WORK INSTRUCTION: Stop after the line that contains "Provide the location of each instance of the dark countertop"; until then, restate each line of the entries word for word from the very first.

Records from a data collection:
================================

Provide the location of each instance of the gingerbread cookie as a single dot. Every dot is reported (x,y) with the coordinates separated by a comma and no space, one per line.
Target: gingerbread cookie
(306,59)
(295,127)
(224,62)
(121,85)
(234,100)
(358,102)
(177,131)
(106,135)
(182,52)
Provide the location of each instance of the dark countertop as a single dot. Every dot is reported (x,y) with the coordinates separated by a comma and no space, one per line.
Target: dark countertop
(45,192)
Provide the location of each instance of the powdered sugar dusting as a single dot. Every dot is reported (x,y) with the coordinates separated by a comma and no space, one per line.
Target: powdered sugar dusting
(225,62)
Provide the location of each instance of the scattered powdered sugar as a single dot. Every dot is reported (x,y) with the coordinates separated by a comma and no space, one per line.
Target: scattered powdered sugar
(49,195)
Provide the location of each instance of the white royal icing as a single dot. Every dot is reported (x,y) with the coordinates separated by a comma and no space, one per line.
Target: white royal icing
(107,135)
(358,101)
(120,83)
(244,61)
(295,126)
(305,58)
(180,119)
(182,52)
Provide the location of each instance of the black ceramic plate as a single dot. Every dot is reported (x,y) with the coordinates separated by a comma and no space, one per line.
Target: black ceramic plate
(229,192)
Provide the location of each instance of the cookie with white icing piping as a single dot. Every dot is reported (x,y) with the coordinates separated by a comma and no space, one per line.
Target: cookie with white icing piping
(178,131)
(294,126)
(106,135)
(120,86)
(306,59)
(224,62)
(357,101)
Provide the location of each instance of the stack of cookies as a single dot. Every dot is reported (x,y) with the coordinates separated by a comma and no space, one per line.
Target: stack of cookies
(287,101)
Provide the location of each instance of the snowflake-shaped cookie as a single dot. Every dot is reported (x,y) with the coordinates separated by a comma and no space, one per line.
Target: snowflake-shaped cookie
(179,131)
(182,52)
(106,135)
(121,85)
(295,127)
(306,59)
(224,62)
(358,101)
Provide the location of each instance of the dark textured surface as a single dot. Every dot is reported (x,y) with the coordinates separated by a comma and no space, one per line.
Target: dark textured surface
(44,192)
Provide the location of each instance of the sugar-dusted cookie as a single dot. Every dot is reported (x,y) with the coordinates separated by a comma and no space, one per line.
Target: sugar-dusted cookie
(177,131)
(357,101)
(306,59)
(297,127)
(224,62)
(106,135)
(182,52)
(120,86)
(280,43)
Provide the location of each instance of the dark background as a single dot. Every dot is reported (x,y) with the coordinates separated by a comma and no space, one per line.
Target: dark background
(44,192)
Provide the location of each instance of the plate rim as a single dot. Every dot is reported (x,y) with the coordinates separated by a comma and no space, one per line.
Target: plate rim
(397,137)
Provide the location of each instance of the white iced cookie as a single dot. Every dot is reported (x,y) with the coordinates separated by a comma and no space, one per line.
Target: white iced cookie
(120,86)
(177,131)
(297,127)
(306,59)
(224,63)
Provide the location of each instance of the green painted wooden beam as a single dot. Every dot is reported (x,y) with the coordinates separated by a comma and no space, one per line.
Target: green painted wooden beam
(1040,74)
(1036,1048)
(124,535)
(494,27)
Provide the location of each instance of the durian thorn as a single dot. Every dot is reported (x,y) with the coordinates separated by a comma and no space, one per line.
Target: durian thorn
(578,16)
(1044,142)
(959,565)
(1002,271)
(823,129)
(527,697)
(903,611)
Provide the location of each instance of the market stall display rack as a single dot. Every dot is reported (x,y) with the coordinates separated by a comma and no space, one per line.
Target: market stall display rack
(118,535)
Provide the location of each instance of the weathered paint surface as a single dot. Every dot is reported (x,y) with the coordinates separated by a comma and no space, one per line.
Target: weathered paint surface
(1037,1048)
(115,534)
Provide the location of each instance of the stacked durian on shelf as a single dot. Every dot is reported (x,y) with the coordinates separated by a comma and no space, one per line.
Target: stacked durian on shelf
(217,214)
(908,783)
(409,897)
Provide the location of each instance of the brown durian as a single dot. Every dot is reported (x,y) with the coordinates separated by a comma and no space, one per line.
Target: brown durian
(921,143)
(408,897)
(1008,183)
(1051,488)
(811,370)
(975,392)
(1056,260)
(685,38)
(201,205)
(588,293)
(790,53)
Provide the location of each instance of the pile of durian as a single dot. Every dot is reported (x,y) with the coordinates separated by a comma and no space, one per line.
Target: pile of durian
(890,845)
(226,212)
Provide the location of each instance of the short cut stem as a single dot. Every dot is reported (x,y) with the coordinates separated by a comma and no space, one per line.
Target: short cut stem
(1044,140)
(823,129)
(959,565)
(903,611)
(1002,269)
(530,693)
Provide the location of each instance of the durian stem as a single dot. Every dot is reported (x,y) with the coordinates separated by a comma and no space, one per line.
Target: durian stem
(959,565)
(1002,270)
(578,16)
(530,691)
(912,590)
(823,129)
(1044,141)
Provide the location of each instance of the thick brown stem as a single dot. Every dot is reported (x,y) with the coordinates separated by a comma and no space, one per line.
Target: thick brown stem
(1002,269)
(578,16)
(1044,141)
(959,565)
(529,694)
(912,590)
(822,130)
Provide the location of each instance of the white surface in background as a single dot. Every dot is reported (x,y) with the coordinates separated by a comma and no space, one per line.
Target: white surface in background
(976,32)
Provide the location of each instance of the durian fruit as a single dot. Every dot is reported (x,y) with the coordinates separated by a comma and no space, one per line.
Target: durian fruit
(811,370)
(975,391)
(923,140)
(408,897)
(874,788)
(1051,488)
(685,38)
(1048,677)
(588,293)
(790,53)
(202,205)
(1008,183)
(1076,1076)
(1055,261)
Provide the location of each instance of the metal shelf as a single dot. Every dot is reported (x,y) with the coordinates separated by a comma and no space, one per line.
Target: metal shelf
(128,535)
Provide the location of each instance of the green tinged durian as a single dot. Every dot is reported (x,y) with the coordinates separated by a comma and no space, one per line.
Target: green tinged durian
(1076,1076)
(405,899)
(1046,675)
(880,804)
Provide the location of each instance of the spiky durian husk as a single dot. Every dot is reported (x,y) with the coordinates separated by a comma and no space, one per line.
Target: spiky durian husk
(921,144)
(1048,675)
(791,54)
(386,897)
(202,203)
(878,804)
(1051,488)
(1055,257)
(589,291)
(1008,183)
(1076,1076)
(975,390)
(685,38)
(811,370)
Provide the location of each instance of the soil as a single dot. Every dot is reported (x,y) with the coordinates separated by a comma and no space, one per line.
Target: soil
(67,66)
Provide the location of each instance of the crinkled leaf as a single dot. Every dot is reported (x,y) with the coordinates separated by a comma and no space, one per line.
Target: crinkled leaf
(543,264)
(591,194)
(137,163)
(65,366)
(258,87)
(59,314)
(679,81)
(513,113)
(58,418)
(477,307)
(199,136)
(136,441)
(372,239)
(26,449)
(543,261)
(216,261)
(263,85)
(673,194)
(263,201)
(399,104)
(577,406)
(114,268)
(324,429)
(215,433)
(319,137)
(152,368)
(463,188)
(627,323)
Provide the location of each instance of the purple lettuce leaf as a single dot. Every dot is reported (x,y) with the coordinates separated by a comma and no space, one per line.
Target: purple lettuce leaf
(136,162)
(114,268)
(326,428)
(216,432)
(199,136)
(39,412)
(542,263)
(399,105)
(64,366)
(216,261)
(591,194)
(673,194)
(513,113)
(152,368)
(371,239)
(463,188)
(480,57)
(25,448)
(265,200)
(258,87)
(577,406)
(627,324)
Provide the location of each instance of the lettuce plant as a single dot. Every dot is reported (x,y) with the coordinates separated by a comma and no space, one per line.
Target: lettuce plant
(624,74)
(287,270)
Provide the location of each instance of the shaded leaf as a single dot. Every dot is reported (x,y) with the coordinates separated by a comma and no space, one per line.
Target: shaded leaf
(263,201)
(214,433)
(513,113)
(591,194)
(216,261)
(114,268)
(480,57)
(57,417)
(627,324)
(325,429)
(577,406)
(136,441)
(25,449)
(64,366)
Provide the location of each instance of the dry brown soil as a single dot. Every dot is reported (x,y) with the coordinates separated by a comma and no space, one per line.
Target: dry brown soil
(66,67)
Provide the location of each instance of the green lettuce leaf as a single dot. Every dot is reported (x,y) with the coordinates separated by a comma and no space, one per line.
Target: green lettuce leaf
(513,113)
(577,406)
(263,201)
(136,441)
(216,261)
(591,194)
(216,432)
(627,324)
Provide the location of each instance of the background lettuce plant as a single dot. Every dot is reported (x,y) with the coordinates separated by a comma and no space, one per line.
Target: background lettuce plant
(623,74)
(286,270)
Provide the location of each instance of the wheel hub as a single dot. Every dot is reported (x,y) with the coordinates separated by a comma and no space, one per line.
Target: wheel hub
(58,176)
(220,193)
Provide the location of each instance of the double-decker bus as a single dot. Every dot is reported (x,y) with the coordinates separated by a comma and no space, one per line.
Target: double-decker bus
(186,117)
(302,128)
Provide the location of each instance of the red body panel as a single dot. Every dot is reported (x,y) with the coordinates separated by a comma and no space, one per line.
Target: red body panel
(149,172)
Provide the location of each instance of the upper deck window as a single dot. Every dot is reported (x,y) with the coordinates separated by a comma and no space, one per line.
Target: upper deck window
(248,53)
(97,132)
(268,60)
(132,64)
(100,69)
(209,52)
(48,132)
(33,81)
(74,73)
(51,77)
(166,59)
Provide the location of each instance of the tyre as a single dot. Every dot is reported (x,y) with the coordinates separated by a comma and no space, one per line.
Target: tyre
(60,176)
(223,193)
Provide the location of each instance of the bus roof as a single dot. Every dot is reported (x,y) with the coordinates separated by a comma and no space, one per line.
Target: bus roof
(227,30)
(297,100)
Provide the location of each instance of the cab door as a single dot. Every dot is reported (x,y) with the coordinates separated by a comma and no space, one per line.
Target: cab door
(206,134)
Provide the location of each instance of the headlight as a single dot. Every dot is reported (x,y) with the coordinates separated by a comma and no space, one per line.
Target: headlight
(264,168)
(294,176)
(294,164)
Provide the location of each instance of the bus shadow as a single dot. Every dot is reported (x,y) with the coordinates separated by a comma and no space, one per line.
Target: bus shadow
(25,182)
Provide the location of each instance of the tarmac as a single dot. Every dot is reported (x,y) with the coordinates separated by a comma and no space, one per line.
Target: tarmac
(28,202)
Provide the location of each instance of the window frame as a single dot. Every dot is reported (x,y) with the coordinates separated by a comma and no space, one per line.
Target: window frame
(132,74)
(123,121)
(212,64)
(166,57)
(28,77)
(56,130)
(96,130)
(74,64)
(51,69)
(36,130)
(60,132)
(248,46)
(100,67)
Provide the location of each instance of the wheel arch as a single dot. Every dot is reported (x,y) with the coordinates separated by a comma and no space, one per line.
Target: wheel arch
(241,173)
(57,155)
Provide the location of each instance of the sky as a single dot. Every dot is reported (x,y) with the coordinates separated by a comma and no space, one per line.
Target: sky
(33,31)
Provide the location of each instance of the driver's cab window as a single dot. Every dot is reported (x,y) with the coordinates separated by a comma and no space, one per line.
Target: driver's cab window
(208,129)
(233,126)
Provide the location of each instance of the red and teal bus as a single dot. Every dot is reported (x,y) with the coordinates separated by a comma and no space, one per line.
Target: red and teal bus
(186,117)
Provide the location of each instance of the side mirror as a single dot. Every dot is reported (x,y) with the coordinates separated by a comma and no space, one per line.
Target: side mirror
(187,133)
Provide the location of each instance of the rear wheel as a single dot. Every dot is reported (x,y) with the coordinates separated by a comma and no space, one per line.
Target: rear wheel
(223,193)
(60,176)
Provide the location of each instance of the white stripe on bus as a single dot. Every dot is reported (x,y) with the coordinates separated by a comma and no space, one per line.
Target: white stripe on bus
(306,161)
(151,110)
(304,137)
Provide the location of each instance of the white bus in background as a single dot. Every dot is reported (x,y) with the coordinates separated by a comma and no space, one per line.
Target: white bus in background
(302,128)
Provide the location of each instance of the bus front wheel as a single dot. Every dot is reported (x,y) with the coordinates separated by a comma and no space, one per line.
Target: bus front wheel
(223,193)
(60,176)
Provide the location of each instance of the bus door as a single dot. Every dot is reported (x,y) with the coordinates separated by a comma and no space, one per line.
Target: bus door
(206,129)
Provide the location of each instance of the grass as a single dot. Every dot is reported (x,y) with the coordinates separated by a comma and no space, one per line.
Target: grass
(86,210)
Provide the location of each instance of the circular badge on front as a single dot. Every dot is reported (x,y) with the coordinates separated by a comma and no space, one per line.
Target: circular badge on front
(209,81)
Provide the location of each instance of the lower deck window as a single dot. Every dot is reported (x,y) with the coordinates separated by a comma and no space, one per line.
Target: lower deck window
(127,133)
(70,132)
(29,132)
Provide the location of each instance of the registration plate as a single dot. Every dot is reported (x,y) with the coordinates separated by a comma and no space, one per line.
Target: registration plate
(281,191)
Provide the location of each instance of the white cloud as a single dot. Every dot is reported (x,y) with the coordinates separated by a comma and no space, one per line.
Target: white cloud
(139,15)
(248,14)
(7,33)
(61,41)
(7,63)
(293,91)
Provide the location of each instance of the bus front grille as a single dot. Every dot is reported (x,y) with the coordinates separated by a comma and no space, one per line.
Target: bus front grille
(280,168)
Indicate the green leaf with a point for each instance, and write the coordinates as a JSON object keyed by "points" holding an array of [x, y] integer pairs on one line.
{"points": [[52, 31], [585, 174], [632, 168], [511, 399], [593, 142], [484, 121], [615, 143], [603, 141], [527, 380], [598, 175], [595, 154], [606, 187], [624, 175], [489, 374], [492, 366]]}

================================

TASK OUTPUT:
Provide the location of each instance of the gingerbread cookie as a single dot. Every dot is reported (x,y) with the coordinates separated by a comma and no space, one per line.
Target: gingerbread cookie
(306,59)
(295,127)
(224,62)
(121,85)
(234,100)
(358,102)
(177,131)
(106,135)
(182,52)
Provide the location of each instance of the dark countertop as a single dot. Every dot is reported (x,y) with the coordinates separated by a comma and no space, one per line.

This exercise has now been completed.